Work instruction: In the entries below, find each line bearing the string "point" and copy it.

(Dataset entries)
-- Opening Marker --

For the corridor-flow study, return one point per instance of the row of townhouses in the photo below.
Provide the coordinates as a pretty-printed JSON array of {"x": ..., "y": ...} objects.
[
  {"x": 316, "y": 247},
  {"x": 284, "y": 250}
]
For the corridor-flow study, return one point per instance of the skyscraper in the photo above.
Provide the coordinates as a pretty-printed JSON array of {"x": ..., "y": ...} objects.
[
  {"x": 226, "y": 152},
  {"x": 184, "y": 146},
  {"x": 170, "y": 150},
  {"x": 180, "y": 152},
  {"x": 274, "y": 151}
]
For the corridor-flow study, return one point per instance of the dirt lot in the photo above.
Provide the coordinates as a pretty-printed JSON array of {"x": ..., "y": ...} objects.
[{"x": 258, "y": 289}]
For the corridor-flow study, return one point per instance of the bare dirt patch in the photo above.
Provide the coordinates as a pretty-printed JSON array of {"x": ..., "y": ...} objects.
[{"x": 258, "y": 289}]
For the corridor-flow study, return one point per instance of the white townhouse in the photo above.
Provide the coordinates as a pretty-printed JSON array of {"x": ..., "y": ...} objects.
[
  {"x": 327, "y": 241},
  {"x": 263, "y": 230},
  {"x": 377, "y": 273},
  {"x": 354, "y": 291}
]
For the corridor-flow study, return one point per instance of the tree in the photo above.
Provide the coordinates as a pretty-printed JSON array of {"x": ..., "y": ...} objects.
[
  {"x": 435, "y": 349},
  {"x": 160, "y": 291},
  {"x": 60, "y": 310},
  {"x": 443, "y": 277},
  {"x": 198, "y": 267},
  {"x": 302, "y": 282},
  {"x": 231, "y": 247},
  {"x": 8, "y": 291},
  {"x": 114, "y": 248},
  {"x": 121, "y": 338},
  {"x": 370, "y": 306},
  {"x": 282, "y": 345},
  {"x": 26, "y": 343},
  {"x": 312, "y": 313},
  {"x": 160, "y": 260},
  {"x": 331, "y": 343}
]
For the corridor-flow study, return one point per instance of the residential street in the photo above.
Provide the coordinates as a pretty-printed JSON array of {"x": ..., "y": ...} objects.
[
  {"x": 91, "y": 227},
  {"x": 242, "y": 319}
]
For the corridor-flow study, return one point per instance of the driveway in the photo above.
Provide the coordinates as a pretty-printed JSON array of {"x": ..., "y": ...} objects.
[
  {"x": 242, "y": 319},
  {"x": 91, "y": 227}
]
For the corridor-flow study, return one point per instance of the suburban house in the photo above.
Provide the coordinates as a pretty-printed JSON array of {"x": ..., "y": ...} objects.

-- Closing Marker --

Output below:
For the corridor-flow study, return one point per instance of the row of townhouses in the photo below.
For the corridor-flow study, return one point per instance of the skyscraper in the photo above.
For the corridor-flow study, return one point per instance of the dirt lot in the photo above.
For the corridor-flow study, return one point per instance of the bare dirt patch in the photo above.
For the corridor-flow study, return one point per instance of the white townhouse in the photo above.
For the corridor-flow study, return one point per instance of the tree in the photo above.
For the corridor-flow study, return one point per instance of the residential street in the photo above.
For the corridor-flow study, return one point per instance of the driveway in the photo above.
For the corridor-flow study, return one point per instance of the suburban house in the photo above.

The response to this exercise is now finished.